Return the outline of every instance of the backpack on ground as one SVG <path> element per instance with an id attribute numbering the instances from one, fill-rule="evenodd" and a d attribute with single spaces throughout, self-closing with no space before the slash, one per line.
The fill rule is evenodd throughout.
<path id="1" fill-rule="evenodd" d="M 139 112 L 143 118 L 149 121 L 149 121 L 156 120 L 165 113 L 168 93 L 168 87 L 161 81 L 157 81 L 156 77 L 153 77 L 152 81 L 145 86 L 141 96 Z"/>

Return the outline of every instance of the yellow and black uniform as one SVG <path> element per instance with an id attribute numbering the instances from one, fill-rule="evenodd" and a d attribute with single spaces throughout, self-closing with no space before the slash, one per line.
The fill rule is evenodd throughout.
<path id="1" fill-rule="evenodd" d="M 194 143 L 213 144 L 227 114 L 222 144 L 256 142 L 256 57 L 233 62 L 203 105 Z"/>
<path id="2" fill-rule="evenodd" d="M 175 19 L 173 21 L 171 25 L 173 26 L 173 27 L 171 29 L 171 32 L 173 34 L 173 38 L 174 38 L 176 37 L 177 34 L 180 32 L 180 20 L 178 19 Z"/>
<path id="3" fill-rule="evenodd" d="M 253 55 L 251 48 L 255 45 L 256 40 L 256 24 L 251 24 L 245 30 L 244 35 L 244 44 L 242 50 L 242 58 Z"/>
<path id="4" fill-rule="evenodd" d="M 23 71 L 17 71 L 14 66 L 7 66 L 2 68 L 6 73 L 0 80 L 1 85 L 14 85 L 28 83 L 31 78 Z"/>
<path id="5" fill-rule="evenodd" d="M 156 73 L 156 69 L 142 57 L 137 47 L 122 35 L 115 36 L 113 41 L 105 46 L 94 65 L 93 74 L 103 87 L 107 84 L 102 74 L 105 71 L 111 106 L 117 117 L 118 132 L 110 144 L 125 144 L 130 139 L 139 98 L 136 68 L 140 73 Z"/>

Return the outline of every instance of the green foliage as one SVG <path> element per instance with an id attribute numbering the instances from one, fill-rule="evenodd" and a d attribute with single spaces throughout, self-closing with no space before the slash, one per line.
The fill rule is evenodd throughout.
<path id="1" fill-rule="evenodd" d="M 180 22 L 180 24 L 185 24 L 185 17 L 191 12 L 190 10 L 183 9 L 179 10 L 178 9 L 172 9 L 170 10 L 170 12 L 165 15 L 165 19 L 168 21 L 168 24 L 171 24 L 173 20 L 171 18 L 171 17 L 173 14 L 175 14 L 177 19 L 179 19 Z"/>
+++
### DIRECTIONS FOR THIS TASK
Arrange every line of the rows above as a Markdown table with the columns No and Content, numbering the lines in order and omitting blank lines.

### EXERCISE SOLUTION
| No | Content |
|---|---|
| 1 | Return the outline of every instance of the backpack on ground as one SVG <path> element per instance with an id attribute numbering the instances from one, fill-rule="evenodd" and a d attribute with single spaces throughout, self-closing with no space before the slash, one per line. |
| 2 | The fill rule is evenodd throughout. |
| 3 | <path id="1" fill-rule="evenodd" d="M 139 112 L 143 118 L 149 121 L 149 121 L 156 120 L 165 113 L 168 93 L 168 87 L 161 81 L 157 81 L 156 77 L 153 77 L 152 81 L 145 86 L 141 96 Z"/> |
| 4 | Return the outline of every instance of the yellow and black uniform as one SVG <path> element per instance with an id attribute numbering the instances from one, fill-rule="evenodd" and a d attribute with single spaces throughout, self-closing with no space before the slash, one per line. |
| 5 | The fill rule is evenodd throughout. |
| 6 | <path id="1" fill-rule="evenodd" d="M 194 143 L 213 144 L 227 114 L 222 144 L 256 142 L 256 57 L 233 62 L 203 105 Z"/> |
| 7 | <path id="2" fill-rule="evenodd" d="M 175 19 L 173 21 L 171 25 L 173 26 L 173 27 L 171 29 L 171 32 L 173 34 L 173 38 L 174 38 L 176 37 L 177 34 L 180 32 L 180 20 L 178 19 Z"/> |
| 8 | <path id="3" fill-rule="evenodd" d="M 253 55 L 251 48 L 255 45 L 256 40 L 256 24 L 251 24 L 245 30 L 244 35 L 244 44 L 242 50 L 242 58 Z"/> |
| 9 | <path id="4" fill-rule="evenodd" d="M 23 71 L 17 71 L 14 66 L 7 66 L 2 68 L 6 73 L 0 80 L 1 85 L 14 85 L 28 83 L 31 78 Z"/> |
| 10 | <path id="5" fill-rule="evenodd" d="M 156 73 L 156 69 L 142 57 L 137 47 L 122 35 L 115 36 L 113 41 L 105 46 L 94 65 L 93 74 L 103 87 L 107 84 L 102 74 L 105 71 L 111 106 L 117 117 L 118 132 L 110 144 L 125 144 L 130 139 L 139 98 L 136 68 L 140 73 Z"/> |
| 11 | Return the outline of every instance of the green foliage as one SVG <path> element per instance with an id attribute numbering the instances from one, fill-rule="evenodd" and a d attribute with single spaces throughout, self-closing with no space before the slash, one per line. |
| 12 | The fill rule is evenodd throughout. |
| 13 | <path id="1" fill-rule="evenodd" d="M 180 22 L 180 24 L 185 24 L 185 17 L 191 12 L 190 10 L 183 9 L 179 10 L 178 9 L 172 9 L 170 10 L 170 12 L 165 15 L 165 19 L 168 21 L 168 24 L 171 24 L 173 20 L 171 18 L 171 17 L 173 14 L 175 14 L 177 19 L 179 19 Z"/> |